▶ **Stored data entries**

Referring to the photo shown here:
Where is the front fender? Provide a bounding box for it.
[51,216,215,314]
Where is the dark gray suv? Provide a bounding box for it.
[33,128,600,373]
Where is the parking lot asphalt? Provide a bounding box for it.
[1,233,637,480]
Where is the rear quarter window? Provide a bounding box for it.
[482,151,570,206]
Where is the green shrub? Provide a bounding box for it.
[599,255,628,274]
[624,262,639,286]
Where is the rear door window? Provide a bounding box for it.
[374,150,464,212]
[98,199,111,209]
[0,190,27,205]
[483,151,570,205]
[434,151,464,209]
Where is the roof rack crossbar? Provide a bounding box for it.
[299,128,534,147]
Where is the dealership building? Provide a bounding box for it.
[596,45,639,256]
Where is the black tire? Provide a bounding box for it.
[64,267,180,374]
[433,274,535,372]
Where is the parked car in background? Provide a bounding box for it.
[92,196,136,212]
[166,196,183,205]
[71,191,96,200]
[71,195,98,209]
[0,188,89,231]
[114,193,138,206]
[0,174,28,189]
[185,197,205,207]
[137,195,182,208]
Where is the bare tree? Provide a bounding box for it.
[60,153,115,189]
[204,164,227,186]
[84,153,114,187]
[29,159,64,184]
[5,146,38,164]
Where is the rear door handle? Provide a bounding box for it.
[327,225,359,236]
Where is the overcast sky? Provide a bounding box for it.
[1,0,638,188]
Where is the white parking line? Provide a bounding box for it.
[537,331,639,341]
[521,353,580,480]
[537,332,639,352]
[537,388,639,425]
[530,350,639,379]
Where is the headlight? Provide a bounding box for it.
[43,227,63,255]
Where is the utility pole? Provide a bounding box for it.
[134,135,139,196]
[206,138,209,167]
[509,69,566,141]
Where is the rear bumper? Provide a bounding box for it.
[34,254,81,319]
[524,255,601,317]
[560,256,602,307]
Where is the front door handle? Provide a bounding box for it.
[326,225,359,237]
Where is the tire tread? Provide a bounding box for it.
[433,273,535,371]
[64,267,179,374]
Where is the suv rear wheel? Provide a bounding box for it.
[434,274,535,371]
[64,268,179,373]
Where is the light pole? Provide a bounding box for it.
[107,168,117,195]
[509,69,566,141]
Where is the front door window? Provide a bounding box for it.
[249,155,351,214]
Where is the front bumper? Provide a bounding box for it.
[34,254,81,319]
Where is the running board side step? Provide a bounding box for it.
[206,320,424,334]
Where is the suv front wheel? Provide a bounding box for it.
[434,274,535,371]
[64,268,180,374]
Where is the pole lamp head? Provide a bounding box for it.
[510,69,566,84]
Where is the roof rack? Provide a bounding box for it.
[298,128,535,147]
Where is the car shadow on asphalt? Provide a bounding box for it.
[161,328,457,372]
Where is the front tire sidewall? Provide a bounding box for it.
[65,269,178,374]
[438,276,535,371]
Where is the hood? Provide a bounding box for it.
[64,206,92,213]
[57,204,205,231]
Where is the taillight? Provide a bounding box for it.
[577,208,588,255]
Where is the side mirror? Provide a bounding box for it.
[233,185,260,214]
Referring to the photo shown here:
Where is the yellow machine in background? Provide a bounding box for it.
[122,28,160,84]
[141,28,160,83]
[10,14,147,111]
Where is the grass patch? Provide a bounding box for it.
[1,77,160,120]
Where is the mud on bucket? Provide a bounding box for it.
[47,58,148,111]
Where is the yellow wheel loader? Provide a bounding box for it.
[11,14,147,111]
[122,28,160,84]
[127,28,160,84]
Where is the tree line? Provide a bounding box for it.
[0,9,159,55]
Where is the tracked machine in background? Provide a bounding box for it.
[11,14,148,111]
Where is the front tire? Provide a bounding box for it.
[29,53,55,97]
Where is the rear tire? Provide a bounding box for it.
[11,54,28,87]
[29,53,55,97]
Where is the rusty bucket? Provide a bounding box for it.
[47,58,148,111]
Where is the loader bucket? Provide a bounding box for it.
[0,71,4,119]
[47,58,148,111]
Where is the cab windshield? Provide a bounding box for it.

▶ **Requirement**
Write out every entry again so that each line matches the original exactly.

▶ **Output below**
Referring to the photo shown here:
Where is the front fender? Provide a bounding box for it.
[51,216,215,314]
Where is the dark gray suv? Provide a bounding box for it.
[33,128,600,373]
Where is the parking lot asphalt? Provide a bounding box for it.
[1,233,637,480]
Where is the rear quarter window? Provide a bounding box for it.
[482,151,570,206]
Where is the green shrub? Provide a bounding box for it.
[599,255,628,274]
[624,262,639,286]
Where is the rear door window? Provide a bounding box for it.
[374,150,464,212]
[98,199,111,209]
[0,190,27,205]
[483,151,570,205]
[434,151,464,209]
Where is the roof rack crossbar? Provide a bounding box for it.
[299,128,534,147]
Where is the dealership building? Provide a bounding box for it.
[596,45,639,256]
Where is the black tire? Provide a bounding box for it.
[64,267,180,374]
[433,274,535,372]
Where is the parked car in background? Provide a bounding box for it.
[92,196,136,212]
[166,196,183,205]
[71,191,96,200]
[71,195,98,209]
[0,188,89,231]
[114,193,138,206]
[0,174,28,189]
[185,197,205,207]
[137,195,182,208]
Where is the bare tree? Provide a bounding box for it.
[60,153,115,189]
[204,164,227,186]
[84,153,114,187]
[29,159,64,184]
[5,146,38,164]
Where is the rear door handle? Provide a bounding box for it.
[327,225,359,236]
Where is the overcast sky? Provide a bounding box for it.
[1,0,638,188]
Where is the white parking line? Provide a bounding box for it.
[537,331,639,341]
[521,353,580,480]
[537,332,639,352]
[537,388,639,425]
[530,350,639,379]
Where is the headlight? Provide a bounding box for it.
[43,227,63,255]
Where is the utility pole? Provide a bounding box for it.
[134,135,139,196]
[206,138,209,167]
[509,69,566,141]
Where is the rear bumper? Provide a bounding box for it.
[34,254,81,319]
[524,255,601,317]
[560,256,602,307]
Where is the front door handle? Provide a bounding box for it.
[326,225,359,237]
Where is the tire tread? Provide a bounding box for it.
[433,273,535,371]
[64,267,179,374]
Where is the suv rear wheel? Provide a bounding box for it.
[434,274,535,371]
[64,268,179,373]
Where is the light pole? Provide a bounding box for it.
[107,168,117,195]
[509,69,566,141]
Where is the front door window? Provide a bounding box for it.
[249,155,351,214]
Where is the front bumper? Provide a bounding box for it.
[34,254,81,319]
Where is the running board side step? Provide a bounding box for it.
[206,320,424,334]
Where is the suv front wheel? Provide a bounding box for it.
[434,274,535,371]
[64,268,180,374]
Where is the pole lamp head? Provide a bounding box for it.
[510,69,566,84]
Where is the roof rack? Provide a bounding box for it.
[298,128,535,147]
Where is the car shadow on asphalt? Provide a bounding box for it.
[161,328,457,372]
Where is the front tire sidewall? Provide a bounding box for it.
[65,269,178,374]
[438,276,535,371]
Where is the hood? Provide a bounding box for it.
[64,206,92,213]
[57,204,205,231]
Where is the taillight? Provide a bounding box for it.
[577,208,588,255]
Where is the side mirror? Provide a bounding box for it.
[233,185,260,214]
Referring to the photo shown here:
Where is the yellow machine in background? Provide a bounding box for it.
[122,28,160,84]
[141,28,160,83]
[10,14,147,111]
Where is the grass patch? Provide a bounding box for it.
[1,77,160,120]
Where is the mud on bucket? Provide a bounding box for it.
[47,58,148,111]
Where is the yellow wheel loader? Provide a bounding box for it.
[11,14,147,111]
[122,28,160,84]
[127,28,160,84]
Where is the tree line? Provide a bounding box for it.
[0,9,159,55]
Where is the tracked machine in background? Provide a bounding box for it.
[11,14,148,111]
Where is the front tire? Provide a bounding box for it.
[29,53,55,97]
Where is the rear tire? Provide a bounding box for it.
[11,54,28,87]
[29,53,55,97]
Where is the rusty bucket? Provide a bounding box for it.
[47,58,148,111]
Where is the loader bucket? Provide a bounding box for it.
[0,71,4,119]
[47,58,148,111]
Where is the cab windshield? Provide a bounding box for it.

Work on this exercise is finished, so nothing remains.